### Data records ###

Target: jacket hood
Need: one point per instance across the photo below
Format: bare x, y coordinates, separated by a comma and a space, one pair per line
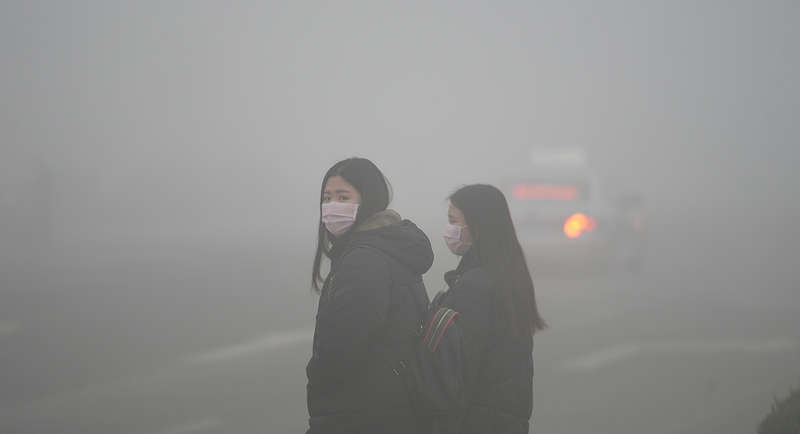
398, 238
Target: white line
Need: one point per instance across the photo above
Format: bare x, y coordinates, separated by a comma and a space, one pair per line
265, 343
191, 427
606, 356
618, 353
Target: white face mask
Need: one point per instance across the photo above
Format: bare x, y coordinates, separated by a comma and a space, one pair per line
452, 237
338, 217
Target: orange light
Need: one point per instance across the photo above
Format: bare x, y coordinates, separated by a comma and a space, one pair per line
577, 223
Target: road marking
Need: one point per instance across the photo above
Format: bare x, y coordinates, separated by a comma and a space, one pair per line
606, 356
265, 343
192, 427
618, 353
9, 328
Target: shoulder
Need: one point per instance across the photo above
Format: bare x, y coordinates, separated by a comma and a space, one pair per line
476, 279
363, 258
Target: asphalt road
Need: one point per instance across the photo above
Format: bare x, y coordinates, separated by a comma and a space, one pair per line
193, 343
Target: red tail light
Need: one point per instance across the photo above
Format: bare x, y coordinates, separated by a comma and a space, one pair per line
577, 224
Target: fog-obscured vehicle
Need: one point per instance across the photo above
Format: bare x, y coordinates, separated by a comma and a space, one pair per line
564, 219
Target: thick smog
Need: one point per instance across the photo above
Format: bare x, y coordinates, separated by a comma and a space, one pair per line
160, 200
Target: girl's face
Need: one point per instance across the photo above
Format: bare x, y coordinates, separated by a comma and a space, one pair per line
456, 217
339, 190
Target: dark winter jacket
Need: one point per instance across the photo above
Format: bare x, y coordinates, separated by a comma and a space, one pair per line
366, 319
499, 363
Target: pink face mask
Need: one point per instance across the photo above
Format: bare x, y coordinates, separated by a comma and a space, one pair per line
338, 217
452, 237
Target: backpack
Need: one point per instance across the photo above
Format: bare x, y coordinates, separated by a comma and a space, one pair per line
434, 371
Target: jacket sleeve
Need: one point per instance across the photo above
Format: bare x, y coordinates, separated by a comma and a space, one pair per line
357, 309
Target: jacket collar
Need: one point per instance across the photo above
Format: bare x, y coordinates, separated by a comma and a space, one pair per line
468, 262
379, 220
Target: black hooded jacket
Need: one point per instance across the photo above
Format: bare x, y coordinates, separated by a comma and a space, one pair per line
498, 362
366, 318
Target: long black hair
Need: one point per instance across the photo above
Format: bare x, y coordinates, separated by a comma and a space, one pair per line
496, 247
375, 193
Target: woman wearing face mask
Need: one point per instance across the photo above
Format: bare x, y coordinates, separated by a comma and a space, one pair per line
366, 307
493, 291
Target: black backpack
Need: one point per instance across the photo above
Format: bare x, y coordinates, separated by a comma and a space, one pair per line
434, 370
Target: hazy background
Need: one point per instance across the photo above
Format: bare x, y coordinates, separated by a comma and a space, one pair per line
160, 166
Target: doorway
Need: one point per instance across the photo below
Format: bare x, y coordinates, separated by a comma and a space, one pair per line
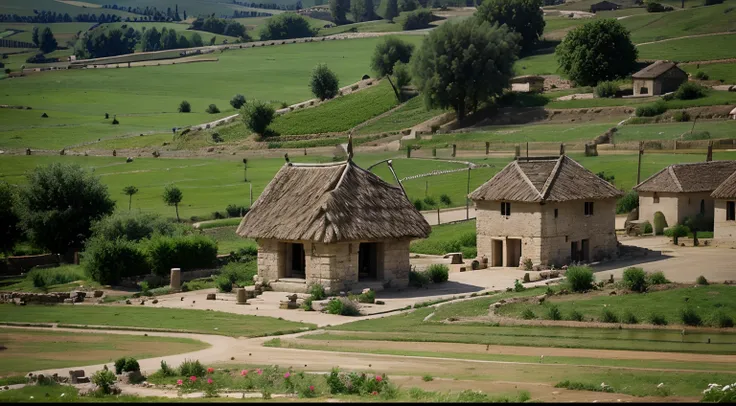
513, 252
368, 261
497, 253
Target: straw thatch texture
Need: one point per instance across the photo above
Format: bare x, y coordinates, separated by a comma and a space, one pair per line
727, 189
688, 178
555, 179
332, 203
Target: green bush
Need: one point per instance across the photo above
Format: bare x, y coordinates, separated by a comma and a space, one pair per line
689, 91
660, 223
107, 261
657, 319
608, 316
690, 317
580, 278
438, 273
606, 89
635, 279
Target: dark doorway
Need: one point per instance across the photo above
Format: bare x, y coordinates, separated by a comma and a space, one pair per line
368, 261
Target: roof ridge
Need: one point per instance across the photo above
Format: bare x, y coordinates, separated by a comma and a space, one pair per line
551, 178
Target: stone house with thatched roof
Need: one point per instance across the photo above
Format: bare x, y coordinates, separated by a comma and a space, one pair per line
682, 190
548, 209
332, 224
724, 219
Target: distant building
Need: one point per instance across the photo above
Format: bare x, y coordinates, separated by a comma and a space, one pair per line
604, 6
548, 209
527, 84
658, 78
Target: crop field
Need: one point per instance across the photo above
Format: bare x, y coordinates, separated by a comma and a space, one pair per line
277, 74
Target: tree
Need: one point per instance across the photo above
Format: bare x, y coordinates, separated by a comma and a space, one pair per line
48, 42
237, 101
387, 54
392, 10
58, 205
172, 197
522, 16
324, 82
596, 51
286, 26
258, 115
10, 231
338, 9
461, 65
130, 191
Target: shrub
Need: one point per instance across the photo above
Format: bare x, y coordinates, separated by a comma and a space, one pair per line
580, 278
608, 316
104, 380
657, 278
438, 273
107, 261
689, 91
553, 313
651, 110
185, 107
690, 317
606, 89
657, 319
635, 279
237, 101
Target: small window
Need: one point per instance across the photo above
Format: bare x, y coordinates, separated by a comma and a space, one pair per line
505, 208
588, 208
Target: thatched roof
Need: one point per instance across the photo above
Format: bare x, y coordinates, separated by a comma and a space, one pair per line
331, 203
540, 179
688, 178
727, 189
654, 70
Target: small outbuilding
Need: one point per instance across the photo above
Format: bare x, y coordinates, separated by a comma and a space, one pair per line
658, 78
550, 210
333, 224
682, 190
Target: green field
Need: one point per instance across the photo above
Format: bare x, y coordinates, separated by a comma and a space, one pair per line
33, 350
197, 321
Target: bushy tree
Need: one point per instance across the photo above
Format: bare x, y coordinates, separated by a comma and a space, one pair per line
58, 205
596, 51
47, 42
461, 65
237, 101
172, 197
257, 116
10, 231
387, 54
324, 82
285, 26
522, 16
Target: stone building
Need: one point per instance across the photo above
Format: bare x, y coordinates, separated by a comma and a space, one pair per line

###

== Goal of the exercise ==
All lines from the one with "Target: small window" through the end of the records need to be copied exactly, and no other lines.

== Expected answer ==
Target: small window
Need: one point per instance across the photo above
Format: bare x, y coordinates, separated by a comma and a space, one pair per line
505, 208
588, 208
Target: thatched roof
Need: one point per instance across the photo above
Format: bare x, y coordinates, separated by a comma and a space, one pair per line
331, 203
540, 179
688, 178
727, 189
654, 70
Target: small outbuilding
Need: one point per instance across the photo above
Format: bare x, y coordinates, separated by a comma and a space, one pair per line
658, 78
550, 210
333, 224
682, 190
Target: green field
Need: one point per instance across the photo above
Format: bare x, y coordinates, separated by a comma and a space, one pair per line
33, 350
197, 321
Target: bushy tree
Need: one point per instance across the photo above
Format: bare x, y coordinates, separated by a comma and a space, one pair per line
58, 205
596, 51
47, 42
461, 65
237, 101
172, 197
257, 116
10, 231
387, 54
324, 82
285, 26
522, 16
Target: stone building
Need: one point per instance across the photo above
Format: bare x, y coordinates, separated by a comma and a space, one pair per line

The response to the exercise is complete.